Given passage ::

______________________________

After 1939, all orderly development ceased and the population became at once subject, to the massive and alternating tides of evacuation and restoration which characterized the area during the war and which will long be a vivid memory to those who were in any way associated with them. Based at first on anticipations of what the enemy might have in stores they were later more rigorously conditioned by the actual results of the attacks in the diminishing numbers of dwellings fortunate enough to have escaped destruction and still capable of housing their returning occupants. The ultimate result is that the total population in the Greater London area in 1951 is nearly 400,000 fewer (-4.4 per cent.) than it was in 1939 and this despite such partial property restoration as has been possible by the restricted building operations of the post-war period.

Within the County of London alone, the present population of 3,348,336 is 16.6 per cent, below its counterpart of 1939 and more than a million less than it was in 1931, a loss in the 20 years equivalent in magnitude to the entire population of Birmingham, our largest provincial town. The decline has been heaviest, as would be expected, in the central and eastern boroughs which were subject to the enemy's most concentrated attack. The maximum percentage loss since 1931 in a single borough is that of 56.2 per cent, recorded for Stepney, but Shoreditch, Poplar and the City of London itself have all lost more than half their earlier populations and in four other adjacent boroughs the scale of reduction is only nominally less at between 40 and 50 per cent. The outer Boroughs of Woolwich, Lewisham and Hampstead are the only exceptions to the general rule of decline, with modest intercensal increases of 0.6, 3.5 and 6.9 per cent, respectively.

In the "Outer Ring," the details of which are set out in Table IV on pages 39 and 40, the record for the 1931-51 period as a whole is generally one of substantial and widespread growth, though with a very few exceptional declines in areas near the eastern edge of the county. Thirteen of the areas identified in Table IV have more than doubled their populations, the three highest percentage fates of increase being those assigned to Ruislip Northwood U.D. (325.8), Chislehurst and Sidcup U.D. (208.7) and Potters Bar U.D. (200.1).

______________________________

(Selections from a detection dataset)
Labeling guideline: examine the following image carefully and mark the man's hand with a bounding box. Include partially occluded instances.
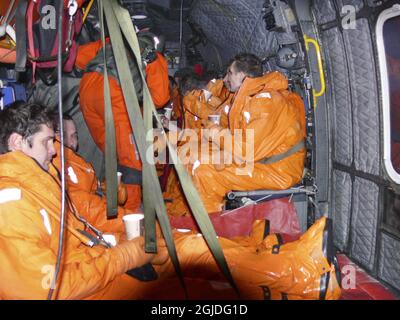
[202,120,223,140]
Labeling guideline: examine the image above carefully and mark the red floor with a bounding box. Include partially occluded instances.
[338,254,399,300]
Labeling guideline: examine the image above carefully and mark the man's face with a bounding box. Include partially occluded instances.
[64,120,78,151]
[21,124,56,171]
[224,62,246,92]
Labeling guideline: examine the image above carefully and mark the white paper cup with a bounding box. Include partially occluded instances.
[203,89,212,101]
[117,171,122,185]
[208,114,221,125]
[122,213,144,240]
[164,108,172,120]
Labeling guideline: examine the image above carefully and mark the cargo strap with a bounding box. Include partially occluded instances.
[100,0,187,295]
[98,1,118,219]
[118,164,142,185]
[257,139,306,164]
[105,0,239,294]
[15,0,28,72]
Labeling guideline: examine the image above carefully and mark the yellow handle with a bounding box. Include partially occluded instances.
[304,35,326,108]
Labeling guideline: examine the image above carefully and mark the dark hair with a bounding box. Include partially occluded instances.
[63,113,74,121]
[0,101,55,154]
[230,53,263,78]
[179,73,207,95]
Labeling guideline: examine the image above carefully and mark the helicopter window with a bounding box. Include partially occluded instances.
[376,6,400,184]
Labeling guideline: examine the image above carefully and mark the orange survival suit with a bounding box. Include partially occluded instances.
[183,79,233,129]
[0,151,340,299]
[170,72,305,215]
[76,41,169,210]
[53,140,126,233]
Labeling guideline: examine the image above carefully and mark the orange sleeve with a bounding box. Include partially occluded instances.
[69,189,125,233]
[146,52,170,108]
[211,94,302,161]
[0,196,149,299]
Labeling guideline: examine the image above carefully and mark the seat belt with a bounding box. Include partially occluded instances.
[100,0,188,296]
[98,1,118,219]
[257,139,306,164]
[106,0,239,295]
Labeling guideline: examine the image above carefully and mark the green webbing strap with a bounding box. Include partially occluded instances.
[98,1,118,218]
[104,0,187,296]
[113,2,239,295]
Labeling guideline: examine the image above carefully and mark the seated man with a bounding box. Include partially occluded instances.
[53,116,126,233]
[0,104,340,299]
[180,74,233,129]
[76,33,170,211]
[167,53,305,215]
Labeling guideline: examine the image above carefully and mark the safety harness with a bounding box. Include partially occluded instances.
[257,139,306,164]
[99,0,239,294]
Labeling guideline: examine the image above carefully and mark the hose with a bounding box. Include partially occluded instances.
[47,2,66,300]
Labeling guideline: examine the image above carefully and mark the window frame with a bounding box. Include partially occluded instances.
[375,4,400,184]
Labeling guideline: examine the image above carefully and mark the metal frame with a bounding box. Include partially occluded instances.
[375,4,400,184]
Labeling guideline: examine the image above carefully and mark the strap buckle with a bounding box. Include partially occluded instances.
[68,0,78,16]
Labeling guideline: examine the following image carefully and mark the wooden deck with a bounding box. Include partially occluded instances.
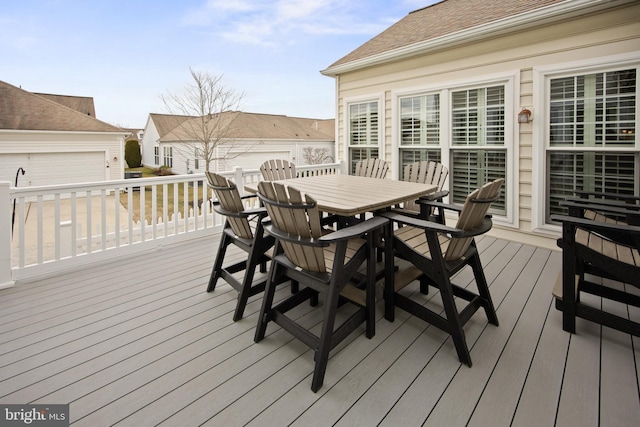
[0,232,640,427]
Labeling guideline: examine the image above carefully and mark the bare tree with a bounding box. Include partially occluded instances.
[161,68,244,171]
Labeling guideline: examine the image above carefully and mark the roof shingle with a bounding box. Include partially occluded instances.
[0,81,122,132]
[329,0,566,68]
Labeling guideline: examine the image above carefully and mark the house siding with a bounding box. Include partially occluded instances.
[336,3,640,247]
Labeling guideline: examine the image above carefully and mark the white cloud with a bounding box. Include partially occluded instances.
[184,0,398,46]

______________________________

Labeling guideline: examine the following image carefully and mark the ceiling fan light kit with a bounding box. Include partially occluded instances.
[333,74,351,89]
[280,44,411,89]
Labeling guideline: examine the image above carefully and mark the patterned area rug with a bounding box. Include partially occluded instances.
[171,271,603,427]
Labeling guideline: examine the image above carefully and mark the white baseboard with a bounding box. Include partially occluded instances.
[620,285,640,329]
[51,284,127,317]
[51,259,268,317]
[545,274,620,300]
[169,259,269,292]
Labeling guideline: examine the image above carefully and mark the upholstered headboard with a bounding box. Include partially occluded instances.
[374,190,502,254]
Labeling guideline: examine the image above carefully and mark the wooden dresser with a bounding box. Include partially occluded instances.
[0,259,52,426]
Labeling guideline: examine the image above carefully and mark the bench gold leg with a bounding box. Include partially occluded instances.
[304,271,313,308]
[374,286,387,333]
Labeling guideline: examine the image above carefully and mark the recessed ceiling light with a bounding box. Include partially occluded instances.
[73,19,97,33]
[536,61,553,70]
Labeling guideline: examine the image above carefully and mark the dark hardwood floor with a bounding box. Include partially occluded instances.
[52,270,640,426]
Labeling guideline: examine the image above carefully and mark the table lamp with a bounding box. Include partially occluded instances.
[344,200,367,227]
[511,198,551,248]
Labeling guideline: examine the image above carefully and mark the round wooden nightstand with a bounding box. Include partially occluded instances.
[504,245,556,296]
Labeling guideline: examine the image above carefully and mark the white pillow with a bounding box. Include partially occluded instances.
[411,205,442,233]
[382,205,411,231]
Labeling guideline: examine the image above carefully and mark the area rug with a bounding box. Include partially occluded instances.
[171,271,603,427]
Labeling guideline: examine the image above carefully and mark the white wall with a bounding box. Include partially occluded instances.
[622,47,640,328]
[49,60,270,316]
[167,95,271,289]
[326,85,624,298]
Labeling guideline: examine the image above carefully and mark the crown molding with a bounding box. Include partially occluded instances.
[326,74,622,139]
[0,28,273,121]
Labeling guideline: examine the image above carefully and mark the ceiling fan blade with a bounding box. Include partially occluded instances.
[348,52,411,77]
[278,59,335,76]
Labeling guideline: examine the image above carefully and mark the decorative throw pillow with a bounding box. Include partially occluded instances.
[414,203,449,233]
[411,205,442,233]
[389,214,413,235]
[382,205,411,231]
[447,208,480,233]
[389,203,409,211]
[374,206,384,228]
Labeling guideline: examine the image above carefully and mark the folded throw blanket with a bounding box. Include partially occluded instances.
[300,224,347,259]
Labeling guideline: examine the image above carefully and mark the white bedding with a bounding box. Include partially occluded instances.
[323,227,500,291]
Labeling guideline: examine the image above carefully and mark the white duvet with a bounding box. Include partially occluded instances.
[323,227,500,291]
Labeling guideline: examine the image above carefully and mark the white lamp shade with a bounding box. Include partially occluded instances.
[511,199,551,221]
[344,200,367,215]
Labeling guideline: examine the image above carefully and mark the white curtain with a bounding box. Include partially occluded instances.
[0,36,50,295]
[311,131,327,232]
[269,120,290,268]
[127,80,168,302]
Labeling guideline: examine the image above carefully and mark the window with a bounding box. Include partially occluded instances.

______________________________

Required actions ::
1) Starting with the line in the listing with "the man's hand" and going on through the line with "[179,73,207,95]", write out every line again and shift each bounding-box coordinate by -110. Leave the pictures out.
2) Pick up the text on London's population change since 1939 and continue it past its last sentence.

Responses in order ::
1)
Labeling guideline: examine the following image carefully and mark the man's hand with a bounding box. Include partially occluded instances.
[92,10,113,30]
Labeling guideline: examine the image above carefully and mark the red floor with a bounding box. Include partially occluded instances.
[228,144,289,190]
Labeling guideline: examine the image above carefully and mark the man's face with a bounding box. Include partially occluded instances.
[-46,10,-32,41]
[-89,14,-54,61]
[114,-48,136,-18]
Labeling guideline: examine the image above carefully and mark the white paper cup with a bounding box. Include partially occluded instances.
[93,-21,102,-9]
[7,61,12,75]
[98,4,111,15]
[12,103,34,130]
[54,-2,62,10]
Labeling guideline: examine the image above carefully and mark the cargo strap with a bounding box. Include partially occluded instances.
[-10,-110,77,185]
[-12,-109,8,109]
[8,54,32,75]
[147,29,196,54]
[-5,-110,129,184]
[-95,-110,-82,-38]
Labeling guideline: examine the image above carefully and mark the yellow handle with a bounding box. Include partially occluded instances.
[194,-75,216,-2]
Labeling guideline: examine the image above carefully and mark the dark hair with a bounding box. Include partially occluded instances.
[-47,3,-36,11]
[-110,-9,-55,44]
[120,-57,153,-32]
[69,-37,97,-15]

2)
Large Towns.— Of the total 965 urban administrative areas within the country, 156 (including the County of London as one district) are now assigned populations in excess of 50,000 persons each. There were 113 such towns in 1931, the considerable increase of 43 in their number being due partly to the ordinary process of growth but in part, on this occasion, to the extensive revision of boundaries under the operation of the Local Government Act of 1929, a feature of which was the compression of the urban population into a smaller number of separate areal units with a consequential raising of their average population content.

Of the areas included in the list of "Large Towns" in 1931, Ashton under Lyne M.B. is the only one which has fallen below the 50,000 limit and is now excluded. The list includes all the county boroughs except Burton upon Trent, Canterbury and Chester.

In Table VI on page 45, the Large Towns are assembled together and arranged in order of their 1951 populations with the 1921, 1931 and 1939 populations within the areas as now constituted shown in adjacent columns.

Of the towns outside the County of London, Birmingham heads the list with a population well above the million mark; by its 10.9 per cent, increase since 1931, it has markedly advanced its lead over Liverpool and Manchester which stand second and third on the list near the three-quarter million point, each having declined by about 8 per cent, during the period. Sheffield and Leeds with half a million population each, rank fourth and fifth respectively.

One hundred and thirteen of the Large Towns record increases in population since 1031 of which increases 13 exceed 100 per cent. and 14 more are between 50 and 100 per cent. On the other hand declines are recorded in 43 towns compared with 25 in the preceding intercensal period, the present record including losses of more than 10 per cent. in ten areas.

The 27 areas with gains in excess of 50 per cent. and the 23 with losses of more than 5 per cent. are as follow:—

Increases (per cent.) +   Decreases (per cent.)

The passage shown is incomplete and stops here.